## BRIEF
Pick up the Archiveteam talk page on Mozilla Addons below where it stops, and carry it forward in the same voice.

## TEXT

□ □ □ □ □

Talk:Mozilla Addons

From Archiveteam
Revision as of 03:26, 30 September 2018 by Swicher (talk | contribs) (Add parameters to WARC download in Wget command)
(diff) ← Older revision | Latest revision (diff) | Newer revision → (diff)
Jump to: navigation, search

A few days ago I commented in the chat about some scripts in which I was working to download Mozilla extensions and related pages. I uploaded the code to https://github.com/aaferrari/amo-links-getter for those interested in using it or integrating it with the Warrior.

After several days of running I got a list with more than a million links to download (the list is here) but I do not think I can download everything before Mozilla deactivates/deletes the classic extensions, so I would like more people to also take care of this.

□ □ □ □ □

## PROVIDED INFORMATION
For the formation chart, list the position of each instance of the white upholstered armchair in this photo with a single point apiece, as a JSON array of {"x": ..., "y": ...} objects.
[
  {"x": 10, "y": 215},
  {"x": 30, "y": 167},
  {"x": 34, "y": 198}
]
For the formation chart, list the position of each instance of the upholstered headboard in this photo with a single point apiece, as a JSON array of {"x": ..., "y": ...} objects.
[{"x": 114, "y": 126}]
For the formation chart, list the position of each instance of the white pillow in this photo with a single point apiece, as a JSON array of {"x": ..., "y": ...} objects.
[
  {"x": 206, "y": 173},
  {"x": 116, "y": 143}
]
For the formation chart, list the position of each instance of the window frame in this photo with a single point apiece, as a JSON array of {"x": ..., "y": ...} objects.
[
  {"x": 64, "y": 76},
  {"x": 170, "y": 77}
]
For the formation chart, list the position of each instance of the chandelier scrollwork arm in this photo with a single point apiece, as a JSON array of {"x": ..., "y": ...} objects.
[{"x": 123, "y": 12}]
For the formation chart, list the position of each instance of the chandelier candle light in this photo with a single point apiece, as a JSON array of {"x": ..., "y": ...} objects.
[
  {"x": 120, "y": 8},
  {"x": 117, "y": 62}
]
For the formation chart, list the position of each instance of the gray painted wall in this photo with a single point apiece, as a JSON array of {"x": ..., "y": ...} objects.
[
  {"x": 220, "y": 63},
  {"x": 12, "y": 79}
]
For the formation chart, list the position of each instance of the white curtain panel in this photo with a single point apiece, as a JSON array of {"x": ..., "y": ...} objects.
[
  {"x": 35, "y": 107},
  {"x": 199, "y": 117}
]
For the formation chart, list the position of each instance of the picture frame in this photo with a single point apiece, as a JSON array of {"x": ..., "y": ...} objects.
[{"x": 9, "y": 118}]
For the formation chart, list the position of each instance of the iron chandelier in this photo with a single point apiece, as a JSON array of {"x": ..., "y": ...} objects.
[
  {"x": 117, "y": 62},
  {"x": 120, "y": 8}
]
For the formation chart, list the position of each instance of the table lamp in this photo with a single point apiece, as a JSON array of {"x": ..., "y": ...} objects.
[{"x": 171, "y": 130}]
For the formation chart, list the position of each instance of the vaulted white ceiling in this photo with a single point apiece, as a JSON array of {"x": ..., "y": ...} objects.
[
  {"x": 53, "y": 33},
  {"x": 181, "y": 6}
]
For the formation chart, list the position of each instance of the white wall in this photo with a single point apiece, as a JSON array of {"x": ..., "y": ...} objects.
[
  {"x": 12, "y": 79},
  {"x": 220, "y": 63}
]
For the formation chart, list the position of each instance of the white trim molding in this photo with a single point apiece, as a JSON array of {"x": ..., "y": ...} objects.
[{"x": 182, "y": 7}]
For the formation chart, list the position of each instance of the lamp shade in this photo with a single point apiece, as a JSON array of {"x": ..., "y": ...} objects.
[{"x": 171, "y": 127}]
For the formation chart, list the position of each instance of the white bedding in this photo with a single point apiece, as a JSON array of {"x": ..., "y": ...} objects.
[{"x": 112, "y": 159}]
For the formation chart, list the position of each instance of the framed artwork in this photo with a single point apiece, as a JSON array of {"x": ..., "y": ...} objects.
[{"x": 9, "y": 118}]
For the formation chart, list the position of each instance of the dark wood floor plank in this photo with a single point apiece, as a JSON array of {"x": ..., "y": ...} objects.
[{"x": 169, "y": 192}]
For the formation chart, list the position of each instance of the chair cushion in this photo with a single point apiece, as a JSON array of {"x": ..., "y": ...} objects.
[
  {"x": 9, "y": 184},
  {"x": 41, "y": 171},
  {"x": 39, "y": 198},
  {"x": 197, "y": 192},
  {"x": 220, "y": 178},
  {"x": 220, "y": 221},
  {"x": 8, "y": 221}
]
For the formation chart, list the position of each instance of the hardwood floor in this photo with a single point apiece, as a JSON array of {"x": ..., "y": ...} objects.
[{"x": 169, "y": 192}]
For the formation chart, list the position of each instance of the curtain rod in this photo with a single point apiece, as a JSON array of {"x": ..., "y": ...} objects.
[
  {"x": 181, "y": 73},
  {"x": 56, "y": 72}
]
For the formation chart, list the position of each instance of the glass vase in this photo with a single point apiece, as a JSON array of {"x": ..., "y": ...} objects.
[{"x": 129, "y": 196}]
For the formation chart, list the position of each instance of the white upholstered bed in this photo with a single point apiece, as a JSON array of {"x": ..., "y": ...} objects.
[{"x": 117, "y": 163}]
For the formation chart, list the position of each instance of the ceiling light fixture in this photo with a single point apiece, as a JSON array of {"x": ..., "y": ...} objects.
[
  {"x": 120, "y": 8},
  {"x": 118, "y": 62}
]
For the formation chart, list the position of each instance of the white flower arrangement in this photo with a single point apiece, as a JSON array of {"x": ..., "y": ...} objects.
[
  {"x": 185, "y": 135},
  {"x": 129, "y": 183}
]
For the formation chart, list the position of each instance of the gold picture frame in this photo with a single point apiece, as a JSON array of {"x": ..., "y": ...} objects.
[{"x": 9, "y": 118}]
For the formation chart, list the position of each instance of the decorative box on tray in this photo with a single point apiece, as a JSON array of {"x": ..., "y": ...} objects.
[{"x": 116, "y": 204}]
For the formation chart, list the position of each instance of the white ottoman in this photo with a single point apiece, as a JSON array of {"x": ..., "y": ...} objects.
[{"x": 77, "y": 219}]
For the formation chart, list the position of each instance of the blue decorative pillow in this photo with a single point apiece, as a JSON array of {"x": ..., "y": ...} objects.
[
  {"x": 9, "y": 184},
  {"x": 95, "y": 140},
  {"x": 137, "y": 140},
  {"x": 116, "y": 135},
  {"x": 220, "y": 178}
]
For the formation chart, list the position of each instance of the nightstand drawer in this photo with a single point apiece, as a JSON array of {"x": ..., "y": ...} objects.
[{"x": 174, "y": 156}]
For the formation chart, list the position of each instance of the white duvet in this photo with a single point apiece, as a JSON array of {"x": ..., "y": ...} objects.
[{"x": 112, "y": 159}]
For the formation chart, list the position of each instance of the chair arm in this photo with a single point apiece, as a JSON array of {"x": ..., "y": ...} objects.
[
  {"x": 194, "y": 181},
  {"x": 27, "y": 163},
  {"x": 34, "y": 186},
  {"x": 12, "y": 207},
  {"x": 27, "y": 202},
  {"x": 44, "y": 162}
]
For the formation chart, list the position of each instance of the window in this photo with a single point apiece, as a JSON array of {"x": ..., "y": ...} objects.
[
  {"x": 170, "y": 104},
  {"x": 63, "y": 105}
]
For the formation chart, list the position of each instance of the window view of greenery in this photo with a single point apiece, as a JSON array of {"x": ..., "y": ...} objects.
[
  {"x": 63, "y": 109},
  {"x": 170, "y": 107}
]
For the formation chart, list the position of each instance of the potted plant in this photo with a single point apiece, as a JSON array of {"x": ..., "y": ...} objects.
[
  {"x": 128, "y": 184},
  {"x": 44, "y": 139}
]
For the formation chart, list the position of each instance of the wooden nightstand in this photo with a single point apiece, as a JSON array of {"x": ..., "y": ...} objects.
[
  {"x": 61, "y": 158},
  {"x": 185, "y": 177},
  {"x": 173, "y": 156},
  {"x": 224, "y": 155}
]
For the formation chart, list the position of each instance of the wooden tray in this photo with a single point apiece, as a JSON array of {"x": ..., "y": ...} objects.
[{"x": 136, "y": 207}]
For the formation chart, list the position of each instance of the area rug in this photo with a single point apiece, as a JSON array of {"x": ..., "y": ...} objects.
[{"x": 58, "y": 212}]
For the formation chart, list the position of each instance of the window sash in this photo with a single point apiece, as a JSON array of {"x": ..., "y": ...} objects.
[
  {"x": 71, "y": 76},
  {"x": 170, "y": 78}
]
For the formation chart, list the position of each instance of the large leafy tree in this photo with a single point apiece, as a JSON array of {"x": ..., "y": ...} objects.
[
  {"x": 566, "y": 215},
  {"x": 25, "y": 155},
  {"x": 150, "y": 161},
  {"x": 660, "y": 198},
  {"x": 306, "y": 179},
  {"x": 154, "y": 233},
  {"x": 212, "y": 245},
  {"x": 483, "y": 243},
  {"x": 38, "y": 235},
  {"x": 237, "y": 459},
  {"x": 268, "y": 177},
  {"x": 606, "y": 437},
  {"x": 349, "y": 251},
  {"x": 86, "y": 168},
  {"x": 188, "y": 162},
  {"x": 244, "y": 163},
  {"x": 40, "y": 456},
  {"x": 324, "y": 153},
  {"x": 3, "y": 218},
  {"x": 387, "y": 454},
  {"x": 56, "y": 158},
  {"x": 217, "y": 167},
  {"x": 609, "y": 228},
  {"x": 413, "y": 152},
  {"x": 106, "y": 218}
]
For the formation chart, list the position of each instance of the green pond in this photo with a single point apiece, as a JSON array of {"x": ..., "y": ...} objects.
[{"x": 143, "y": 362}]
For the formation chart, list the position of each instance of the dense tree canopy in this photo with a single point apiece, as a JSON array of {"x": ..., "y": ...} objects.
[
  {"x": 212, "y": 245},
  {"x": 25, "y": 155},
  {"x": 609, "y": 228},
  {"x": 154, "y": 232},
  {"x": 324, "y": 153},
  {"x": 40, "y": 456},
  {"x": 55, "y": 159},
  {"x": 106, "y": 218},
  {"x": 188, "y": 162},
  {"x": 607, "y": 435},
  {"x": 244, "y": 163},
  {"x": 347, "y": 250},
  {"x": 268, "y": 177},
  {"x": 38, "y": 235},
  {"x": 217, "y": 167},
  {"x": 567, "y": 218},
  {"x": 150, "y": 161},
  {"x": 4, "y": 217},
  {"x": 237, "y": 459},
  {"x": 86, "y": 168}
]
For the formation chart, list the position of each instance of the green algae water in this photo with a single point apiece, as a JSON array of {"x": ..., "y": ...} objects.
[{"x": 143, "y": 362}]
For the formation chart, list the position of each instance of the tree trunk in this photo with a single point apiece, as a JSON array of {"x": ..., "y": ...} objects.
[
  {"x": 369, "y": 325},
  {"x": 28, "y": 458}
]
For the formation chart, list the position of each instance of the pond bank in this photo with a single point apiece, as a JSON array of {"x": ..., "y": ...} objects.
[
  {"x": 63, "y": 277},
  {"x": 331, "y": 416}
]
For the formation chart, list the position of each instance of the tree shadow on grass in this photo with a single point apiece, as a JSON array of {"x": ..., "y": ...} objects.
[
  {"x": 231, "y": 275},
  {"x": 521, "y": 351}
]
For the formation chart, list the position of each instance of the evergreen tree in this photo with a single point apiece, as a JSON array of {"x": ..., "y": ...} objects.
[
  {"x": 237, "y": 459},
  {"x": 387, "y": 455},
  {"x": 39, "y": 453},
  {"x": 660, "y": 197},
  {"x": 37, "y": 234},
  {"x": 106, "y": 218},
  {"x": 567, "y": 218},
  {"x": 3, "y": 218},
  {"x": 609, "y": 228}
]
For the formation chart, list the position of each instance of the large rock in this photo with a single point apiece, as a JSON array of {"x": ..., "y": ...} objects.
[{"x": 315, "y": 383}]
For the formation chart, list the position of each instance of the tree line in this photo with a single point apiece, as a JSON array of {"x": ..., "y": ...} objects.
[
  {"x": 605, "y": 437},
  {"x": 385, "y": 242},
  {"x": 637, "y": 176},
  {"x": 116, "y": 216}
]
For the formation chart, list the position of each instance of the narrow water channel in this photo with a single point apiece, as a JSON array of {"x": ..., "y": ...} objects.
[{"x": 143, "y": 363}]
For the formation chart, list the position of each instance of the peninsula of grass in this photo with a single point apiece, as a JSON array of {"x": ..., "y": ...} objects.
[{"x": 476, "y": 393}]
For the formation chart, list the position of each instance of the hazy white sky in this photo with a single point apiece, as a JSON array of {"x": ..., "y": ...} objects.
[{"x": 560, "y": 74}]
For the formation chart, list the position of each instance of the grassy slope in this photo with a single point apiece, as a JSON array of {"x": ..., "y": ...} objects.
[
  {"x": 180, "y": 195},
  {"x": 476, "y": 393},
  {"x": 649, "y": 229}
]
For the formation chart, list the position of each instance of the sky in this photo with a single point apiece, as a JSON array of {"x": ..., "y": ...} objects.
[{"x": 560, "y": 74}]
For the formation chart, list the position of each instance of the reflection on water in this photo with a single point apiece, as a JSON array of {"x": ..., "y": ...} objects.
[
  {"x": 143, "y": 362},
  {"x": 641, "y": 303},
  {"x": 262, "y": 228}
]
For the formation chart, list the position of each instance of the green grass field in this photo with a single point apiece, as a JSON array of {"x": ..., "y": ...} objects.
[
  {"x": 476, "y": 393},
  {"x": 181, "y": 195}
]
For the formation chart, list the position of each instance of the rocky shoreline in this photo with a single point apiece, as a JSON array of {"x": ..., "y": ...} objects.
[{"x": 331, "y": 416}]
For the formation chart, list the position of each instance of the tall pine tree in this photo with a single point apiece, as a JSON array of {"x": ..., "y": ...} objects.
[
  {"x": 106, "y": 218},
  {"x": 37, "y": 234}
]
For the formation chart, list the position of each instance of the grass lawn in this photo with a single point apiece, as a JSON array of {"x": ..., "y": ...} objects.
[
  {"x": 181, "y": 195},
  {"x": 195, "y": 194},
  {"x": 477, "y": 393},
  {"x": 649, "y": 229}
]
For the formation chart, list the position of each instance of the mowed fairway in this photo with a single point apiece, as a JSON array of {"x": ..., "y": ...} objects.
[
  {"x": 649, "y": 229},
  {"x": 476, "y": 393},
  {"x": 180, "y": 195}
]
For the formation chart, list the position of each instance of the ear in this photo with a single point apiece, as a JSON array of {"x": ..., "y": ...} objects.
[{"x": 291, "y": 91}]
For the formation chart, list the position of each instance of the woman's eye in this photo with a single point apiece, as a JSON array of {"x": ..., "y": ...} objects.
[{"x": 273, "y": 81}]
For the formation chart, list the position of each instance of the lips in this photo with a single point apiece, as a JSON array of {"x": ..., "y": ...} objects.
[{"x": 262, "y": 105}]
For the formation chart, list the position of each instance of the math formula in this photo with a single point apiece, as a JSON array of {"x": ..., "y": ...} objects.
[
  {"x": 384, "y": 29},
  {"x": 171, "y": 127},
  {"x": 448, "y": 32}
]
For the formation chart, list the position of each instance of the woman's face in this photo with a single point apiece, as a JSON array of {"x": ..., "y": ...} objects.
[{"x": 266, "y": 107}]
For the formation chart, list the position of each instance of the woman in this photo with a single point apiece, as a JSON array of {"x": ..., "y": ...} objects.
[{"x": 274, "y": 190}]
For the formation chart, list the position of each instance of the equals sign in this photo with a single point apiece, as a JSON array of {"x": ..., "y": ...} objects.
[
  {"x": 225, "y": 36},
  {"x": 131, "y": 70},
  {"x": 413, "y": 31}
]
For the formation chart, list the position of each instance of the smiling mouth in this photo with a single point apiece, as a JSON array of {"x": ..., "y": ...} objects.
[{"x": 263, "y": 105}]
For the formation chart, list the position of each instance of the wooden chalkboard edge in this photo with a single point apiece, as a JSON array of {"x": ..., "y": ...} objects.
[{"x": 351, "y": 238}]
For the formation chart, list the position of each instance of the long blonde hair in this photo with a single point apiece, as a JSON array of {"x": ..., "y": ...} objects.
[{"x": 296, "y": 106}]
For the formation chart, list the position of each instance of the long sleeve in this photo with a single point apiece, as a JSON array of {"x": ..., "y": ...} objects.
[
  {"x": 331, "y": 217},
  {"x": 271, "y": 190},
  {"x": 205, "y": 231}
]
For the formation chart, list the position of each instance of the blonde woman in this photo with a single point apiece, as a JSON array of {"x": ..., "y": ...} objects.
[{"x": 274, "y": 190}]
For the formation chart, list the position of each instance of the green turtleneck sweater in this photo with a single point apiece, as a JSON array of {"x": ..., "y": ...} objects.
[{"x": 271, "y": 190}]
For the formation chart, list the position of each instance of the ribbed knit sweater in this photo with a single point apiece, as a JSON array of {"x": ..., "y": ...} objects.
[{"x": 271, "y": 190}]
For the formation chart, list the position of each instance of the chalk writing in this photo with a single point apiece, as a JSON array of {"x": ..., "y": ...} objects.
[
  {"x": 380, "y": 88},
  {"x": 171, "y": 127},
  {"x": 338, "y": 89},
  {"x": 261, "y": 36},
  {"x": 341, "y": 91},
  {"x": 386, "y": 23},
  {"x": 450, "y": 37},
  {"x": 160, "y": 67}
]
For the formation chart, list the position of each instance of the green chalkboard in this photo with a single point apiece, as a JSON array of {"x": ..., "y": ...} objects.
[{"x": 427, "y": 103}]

□ □ □ □ □

## TASK RESPONSE
To download the links you can use the following command:

wget --header "Cookie: mamo=off" -k -x -e robots=off -H -o messages.txt -nc -i "mozilla addons url list.txt" --mirror --warc-file="addons.mozilla.org

Explanation of some parameters:

  • --header: It allows to download the pages with the classic design. This is optional but it facilitates the parsing (if necessary) and I am not sure that the pages render correctly once they are downloaded with the new style.
  • -k: Makes links in the downloaded HTML or CSS point to local files.
  • -x: Force the creation of directories.
  • -H: Obtains external resources of a page (such as CSS files or images).
  • -o: Save the output of the program to a file.
  • -nc: Avoid overwriting already downloaded files.

--Swicher (talk) 00:34, 30 September 2018 (UTC)